(Sans titre)

Ce dessin et le MG D 2015
, tous deux considérés par
Léonce Mesnard comme étant de Bernardino
Poccetti, mais mentionnés à deux endroits différents
de son inventaire, si bien qu’ils furent par
la suite séparés, sont en réalité de la main de
Sebastiano Vini. Ils correspondent aux lunettes
du cloître de l’église conventuelle de San
Domenico, à Pistoia, qui relatent les épisodes de
la vie de saint Dominique. Mesnard avait noté
dans son inventaire à propos du MG D 2015 qu’il s’agissait d’une étude pour
l’une des compositions du cloître de l’église de
l’Annunziata (sous-entendu à Florence). L’intuition
n’était pas mauvaise, puisque effectivement
les décorations des cloîtres florentins de la fin
du XVIe siècle ont été des modèles imités dans les
autres centres de Toscane, politiquement unifiée
dans le grand-duché.

» **DONNÉES DE L'EXERCICE**:
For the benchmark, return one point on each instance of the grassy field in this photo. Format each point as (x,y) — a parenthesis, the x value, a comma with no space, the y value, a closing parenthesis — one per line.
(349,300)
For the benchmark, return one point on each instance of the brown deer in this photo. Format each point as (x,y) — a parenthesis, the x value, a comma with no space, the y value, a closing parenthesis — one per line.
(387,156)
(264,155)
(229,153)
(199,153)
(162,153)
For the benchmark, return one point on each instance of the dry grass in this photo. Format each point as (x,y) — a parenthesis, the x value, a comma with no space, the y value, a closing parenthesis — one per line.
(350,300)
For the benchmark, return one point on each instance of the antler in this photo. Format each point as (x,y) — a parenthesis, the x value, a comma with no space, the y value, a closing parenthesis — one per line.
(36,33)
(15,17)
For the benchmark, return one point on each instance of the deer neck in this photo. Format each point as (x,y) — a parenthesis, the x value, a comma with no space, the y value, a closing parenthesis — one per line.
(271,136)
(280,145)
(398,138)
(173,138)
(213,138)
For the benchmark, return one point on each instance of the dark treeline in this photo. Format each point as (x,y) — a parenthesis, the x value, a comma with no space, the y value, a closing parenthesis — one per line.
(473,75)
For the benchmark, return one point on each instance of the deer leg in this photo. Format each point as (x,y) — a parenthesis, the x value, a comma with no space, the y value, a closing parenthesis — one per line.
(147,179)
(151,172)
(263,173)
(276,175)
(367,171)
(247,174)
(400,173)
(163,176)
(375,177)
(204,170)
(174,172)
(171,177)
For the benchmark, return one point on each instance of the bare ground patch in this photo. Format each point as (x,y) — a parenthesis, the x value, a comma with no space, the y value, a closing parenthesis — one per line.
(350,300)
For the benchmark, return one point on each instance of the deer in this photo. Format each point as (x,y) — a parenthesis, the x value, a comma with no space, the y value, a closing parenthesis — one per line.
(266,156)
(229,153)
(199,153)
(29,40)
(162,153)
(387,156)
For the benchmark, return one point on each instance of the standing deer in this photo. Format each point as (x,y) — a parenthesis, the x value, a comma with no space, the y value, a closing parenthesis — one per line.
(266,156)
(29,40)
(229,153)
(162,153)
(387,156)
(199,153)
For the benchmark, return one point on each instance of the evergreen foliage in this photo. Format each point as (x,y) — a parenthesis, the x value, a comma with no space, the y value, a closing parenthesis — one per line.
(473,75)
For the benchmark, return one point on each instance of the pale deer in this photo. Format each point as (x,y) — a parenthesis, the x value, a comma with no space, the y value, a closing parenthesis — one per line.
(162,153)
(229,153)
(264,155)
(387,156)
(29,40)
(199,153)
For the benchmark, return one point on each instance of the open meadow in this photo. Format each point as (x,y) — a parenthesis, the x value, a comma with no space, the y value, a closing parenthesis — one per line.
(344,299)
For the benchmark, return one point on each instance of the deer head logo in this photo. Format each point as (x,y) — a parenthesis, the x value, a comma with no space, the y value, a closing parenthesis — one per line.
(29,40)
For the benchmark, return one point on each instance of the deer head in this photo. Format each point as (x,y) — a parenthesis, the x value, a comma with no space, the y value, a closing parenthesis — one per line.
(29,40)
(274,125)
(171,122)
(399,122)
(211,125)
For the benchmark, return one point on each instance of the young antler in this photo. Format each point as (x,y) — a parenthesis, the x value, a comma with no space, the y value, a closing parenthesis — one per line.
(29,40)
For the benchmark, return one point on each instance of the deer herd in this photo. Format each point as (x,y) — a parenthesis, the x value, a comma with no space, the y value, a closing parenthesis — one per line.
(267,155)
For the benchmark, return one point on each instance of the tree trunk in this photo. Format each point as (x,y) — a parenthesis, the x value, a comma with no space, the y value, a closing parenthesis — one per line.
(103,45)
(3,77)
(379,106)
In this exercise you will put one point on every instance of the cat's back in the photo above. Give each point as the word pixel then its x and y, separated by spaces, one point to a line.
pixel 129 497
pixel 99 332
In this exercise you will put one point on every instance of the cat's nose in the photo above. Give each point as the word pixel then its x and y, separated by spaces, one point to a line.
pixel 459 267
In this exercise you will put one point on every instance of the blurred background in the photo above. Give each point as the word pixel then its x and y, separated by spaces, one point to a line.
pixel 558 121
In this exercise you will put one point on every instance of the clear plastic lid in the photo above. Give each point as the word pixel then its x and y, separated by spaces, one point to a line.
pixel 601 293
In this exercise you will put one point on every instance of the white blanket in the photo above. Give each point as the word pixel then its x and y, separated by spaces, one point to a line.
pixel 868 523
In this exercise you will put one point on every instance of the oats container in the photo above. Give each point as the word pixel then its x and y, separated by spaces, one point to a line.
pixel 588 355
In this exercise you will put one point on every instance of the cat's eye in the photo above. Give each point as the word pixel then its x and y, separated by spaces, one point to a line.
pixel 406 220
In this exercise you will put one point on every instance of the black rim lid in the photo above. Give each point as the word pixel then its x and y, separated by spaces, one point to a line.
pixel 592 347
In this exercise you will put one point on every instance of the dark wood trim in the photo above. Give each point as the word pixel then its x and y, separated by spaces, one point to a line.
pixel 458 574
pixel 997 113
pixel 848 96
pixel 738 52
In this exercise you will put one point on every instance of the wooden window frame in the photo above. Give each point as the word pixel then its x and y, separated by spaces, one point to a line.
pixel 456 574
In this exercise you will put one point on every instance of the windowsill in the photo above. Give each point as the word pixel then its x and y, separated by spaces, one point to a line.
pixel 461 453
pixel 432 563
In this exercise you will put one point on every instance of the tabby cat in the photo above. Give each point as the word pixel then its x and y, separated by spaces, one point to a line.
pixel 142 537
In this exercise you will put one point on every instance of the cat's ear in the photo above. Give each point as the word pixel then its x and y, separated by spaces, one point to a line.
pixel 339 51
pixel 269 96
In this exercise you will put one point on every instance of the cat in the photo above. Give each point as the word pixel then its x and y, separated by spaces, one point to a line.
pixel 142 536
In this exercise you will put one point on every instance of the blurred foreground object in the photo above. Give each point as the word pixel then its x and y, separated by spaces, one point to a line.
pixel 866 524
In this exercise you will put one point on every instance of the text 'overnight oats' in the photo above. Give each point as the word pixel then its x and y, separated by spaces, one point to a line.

» **TRAVAIL DEMANDÉ**:
(1) Condensez sous forme de liste le paragraphe du texte source qui commence par « Ce dessin et le MG D 2015 », en conservant ses faits principaux.
(2) Exprimez en liste JSON de chaînes, à raison d'une chaîne par ligne et sans les lignes vides, les lignes des enregistrements qui vont de celle contenant « the blurred foreground » jusqu'à la fin des enregistrements, bornes incluses.

» **RÉSULTATS**:
(1)
- Léonce Mesnard attribuait ce dessin et le MG D 2015 à Bernardino Poccetti. Comme il les avait inscrits à deux endroits différents de son inventaire, ils furent ensuite séparés.
- Les deux dessins sont en réalité de la main de Sebastiano Vini.
- Ils correspondent aux lunettes du cloître de l'église conventuelle de San Domenico, à Pistoia, qui relatent des épisodes de la vie de saint Dominique.
- Mesnard voyait dans le MG D 2015 une étude pour l'une des compositions du cloître de l'église de l'Annunziata, à Florence.
- Cette intuition n'était pas mauvaise. Les décorations des cloîtres florentins de la fin du XVIe siècle ont servi de modèles dans les autres centres de la Toscane, politiquement unifiée dans le grand-duché.

(2)
[
  "In this exercise you will put one point on every instance of the blurred foreground object in the photo above. Give each point as the word pixel then its x and y, separated by spaces, one point to a line.",
  "pixel 866 524",
  "In this exercise you will put one point on every instance of the text 'overnight oats' in the photo above. Give each point as the word pixel then its x and y, separated by spaces, one point to a line."
]